• TO DO
Each line from the one with "the headphone ear" to the final line of the data must be reproduced exactly, and no other line may appear.

___ RECORDS TO USE

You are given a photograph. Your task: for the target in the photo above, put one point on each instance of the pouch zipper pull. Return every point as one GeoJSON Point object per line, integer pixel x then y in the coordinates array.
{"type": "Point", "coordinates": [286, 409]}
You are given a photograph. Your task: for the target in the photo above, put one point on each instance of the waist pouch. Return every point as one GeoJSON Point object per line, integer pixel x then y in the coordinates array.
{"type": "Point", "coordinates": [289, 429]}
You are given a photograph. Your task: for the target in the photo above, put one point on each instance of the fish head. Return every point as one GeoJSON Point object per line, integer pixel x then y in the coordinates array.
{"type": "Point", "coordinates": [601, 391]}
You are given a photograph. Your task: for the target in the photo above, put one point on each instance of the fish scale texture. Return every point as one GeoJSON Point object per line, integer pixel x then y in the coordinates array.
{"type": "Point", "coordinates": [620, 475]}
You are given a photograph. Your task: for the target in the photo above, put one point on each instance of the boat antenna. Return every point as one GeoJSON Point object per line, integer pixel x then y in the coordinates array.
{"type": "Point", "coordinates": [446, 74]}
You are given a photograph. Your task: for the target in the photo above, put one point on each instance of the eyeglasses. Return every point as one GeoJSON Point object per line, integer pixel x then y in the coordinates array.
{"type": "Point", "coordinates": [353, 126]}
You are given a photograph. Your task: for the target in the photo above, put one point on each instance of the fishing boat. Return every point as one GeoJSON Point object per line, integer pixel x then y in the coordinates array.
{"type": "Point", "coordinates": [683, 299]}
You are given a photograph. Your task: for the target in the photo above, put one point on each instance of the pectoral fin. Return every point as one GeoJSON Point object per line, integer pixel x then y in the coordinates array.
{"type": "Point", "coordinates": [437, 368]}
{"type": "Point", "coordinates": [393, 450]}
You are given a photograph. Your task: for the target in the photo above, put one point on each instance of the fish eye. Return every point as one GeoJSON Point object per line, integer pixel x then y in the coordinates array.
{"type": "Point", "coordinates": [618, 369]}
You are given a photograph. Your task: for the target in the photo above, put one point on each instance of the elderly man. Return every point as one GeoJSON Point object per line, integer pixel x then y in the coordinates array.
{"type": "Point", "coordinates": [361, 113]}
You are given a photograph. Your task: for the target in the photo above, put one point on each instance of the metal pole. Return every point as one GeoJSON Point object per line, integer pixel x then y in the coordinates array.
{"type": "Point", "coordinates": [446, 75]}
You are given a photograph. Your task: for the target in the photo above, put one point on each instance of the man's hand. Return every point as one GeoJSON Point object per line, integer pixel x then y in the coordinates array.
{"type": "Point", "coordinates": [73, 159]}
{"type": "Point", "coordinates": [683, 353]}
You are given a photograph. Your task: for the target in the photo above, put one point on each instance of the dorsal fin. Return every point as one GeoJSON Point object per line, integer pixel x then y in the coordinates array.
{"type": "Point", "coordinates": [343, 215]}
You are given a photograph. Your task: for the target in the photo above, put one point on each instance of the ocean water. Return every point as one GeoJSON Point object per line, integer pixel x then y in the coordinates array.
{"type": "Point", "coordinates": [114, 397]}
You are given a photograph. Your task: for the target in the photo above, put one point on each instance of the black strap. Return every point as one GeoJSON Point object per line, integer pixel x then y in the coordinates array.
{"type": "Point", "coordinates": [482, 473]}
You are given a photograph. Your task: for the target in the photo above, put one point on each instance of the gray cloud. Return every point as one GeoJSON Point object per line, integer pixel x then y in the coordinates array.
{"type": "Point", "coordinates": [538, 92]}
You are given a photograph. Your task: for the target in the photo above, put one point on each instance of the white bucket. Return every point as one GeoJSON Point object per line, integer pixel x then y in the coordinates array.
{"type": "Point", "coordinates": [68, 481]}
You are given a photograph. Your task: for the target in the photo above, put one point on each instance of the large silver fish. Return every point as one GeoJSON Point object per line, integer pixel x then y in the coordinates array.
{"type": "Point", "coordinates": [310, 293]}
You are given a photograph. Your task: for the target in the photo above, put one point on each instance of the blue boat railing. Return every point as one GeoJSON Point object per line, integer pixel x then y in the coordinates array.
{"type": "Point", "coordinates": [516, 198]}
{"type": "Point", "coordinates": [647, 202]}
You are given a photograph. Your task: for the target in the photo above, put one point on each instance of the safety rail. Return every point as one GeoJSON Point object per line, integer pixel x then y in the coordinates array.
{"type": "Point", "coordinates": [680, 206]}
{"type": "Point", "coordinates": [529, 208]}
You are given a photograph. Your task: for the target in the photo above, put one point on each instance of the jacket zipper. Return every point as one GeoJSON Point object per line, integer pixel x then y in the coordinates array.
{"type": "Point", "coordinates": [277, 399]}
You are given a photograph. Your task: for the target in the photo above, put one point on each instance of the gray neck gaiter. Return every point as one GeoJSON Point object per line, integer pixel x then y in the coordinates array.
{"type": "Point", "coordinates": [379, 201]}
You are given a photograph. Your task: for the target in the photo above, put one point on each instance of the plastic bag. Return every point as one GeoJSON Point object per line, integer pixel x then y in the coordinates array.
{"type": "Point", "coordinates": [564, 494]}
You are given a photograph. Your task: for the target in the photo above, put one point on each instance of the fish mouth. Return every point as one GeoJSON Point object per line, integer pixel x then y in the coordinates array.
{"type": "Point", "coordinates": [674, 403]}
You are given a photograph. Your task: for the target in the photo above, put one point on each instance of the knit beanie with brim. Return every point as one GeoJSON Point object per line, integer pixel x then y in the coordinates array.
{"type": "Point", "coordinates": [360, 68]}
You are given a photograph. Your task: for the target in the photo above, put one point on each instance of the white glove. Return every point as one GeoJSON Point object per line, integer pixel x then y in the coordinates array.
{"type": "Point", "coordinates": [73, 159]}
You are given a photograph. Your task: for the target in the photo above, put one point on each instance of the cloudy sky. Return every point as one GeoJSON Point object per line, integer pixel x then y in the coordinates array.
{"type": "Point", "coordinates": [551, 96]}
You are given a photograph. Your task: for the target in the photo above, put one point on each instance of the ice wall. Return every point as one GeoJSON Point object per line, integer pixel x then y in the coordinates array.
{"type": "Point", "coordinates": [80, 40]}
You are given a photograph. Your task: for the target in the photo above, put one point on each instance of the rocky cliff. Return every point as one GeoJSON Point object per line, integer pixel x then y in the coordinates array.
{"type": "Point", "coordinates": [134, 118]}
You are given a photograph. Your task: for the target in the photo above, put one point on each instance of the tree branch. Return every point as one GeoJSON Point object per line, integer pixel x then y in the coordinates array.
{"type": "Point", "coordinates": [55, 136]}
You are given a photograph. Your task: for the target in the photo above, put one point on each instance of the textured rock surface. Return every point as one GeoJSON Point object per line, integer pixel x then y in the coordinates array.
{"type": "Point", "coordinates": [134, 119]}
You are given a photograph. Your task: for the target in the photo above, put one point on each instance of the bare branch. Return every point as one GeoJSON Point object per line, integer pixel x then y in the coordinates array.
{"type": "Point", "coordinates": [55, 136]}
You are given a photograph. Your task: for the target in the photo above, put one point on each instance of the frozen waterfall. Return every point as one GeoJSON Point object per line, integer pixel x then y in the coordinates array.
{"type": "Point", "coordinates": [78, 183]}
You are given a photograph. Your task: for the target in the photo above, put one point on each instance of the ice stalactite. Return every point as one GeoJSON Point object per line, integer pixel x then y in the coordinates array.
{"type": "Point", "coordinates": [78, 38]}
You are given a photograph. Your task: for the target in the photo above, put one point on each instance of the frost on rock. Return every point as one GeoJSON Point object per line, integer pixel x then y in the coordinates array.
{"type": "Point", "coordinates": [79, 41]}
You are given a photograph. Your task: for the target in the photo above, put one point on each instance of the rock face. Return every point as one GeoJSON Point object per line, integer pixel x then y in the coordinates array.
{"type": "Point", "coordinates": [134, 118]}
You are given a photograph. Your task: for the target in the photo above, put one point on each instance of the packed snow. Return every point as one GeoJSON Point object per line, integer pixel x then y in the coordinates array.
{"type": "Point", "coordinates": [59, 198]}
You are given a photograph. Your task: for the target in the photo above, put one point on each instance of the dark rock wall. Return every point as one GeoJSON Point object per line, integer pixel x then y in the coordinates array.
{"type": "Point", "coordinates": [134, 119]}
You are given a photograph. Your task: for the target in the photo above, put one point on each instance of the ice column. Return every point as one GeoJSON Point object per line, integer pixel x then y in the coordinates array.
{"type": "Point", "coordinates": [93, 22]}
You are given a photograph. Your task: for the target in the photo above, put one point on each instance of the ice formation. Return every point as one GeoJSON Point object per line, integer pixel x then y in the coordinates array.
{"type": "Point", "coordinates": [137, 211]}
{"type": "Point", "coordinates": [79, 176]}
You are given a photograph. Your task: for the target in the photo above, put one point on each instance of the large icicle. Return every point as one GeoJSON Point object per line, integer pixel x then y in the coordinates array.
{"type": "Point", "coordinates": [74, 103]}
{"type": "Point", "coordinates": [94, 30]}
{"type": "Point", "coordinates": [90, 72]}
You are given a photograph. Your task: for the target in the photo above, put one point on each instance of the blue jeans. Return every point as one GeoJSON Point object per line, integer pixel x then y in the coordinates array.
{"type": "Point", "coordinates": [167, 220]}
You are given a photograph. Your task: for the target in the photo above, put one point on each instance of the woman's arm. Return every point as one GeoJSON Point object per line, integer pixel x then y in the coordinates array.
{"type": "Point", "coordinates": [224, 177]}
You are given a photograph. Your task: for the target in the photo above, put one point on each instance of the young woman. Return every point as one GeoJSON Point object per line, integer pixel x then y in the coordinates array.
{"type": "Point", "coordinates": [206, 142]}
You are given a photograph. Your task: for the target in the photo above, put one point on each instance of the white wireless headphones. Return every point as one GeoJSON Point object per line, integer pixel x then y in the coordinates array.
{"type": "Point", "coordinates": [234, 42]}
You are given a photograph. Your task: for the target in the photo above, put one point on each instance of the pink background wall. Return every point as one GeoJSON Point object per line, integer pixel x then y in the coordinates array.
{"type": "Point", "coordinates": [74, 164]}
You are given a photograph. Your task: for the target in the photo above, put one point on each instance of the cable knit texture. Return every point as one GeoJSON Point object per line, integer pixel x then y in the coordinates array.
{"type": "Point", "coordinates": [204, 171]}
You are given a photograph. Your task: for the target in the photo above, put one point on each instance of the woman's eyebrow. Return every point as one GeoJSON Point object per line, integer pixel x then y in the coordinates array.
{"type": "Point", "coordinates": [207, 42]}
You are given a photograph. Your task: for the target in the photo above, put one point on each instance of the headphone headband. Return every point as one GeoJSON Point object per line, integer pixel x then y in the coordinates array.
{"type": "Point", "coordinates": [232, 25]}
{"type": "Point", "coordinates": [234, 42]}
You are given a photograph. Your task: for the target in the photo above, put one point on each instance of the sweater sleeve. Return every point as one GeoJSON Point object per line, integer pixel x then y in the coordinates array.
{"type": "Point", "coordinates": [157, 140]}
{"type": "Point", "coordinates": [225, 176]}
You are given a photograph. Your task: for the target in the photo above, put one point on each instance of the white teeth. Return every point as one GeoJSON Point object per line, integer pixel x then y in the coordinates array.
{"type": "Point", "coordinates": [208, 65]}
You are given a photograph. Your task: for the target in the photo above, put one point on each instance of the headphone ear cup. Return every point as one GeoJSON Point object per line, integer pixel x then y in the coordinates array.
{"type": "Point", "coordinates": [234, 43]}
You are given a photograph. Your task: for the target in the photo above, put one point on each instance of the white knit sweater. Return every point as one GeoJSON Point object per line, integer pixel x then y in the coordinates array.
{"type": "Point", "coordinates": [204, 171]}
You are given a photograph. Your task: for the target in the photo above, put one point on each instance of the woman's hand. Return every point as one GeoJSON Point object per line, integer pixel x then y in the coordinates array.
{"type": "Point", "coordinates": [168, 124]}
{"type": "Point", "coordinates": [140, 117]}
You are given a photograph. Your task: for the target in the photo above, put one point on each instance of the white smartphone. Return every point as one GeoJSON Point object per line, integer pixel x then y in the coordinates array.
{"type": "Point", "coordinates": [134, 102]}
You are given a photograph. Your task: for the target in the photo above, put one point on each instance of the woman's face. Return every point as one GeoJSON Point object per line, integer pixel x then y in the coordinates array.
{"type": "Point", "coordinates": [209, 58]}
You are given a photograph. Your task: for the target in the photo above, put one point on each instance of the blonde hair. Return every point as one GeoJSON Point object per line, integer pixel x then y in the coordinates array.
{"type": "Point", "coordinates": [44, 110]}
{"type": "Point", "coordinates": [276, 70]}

______

• SOLUTION TO THIS TASK
You are given a photograph. Your task: for the target in the photo above, put one point on each instance of the headphone ear cup. Return every point as one GeoJSON Point object per line, integer pixel x then y in the coordinates array.
{"type": "Point", "coordinates": [234, 43]}
You are given a photograph. Your task: for the target in the photo above, put one point on each instance of the white knit sweater. Return every point as one GeoJSON Point object per line, integer pixel x then y in the coordinates array.
{"type": "Point", "coordinates": [204, 171]}
You are given a photograph. Your task: for the target in the photo above, put one point on each instance of the woman's hand. Return every point as one GeoJSON Point object per line, integer pixel x then y in the coordinates array.
{"type": "Point", "coordinates": [168, 124]}
{"type": "Point", "coordinates": [140, 117]}
You are given a photograph. Your task: for the target in the photo above, put one point on each instance of the white smartphone. Return every point as one GeoJSON Point object per line, integer pixel x then y in the coordinates array.
{"type": "Point", "coordinates": [134, 102]}
You are given a photograph. Your task: for the target in the photo above, put one point on each instance of the woman's face. Return every point as one GeoJSON Point object per line, integer pixel x then y in the coordinates array.
{"type": "Point", "coordinates": [209, 58]}
You are given a photograph. Your task: for the target in the photo above, put one point on each instance of the blonde hair. Return every point as one GeoJSON Point object per line, integer pixel x then y in the coordinates array.
{"type": "Point", "coordinates": [44, 110]}
{"type": "Point", "coordinates": [276, 70]}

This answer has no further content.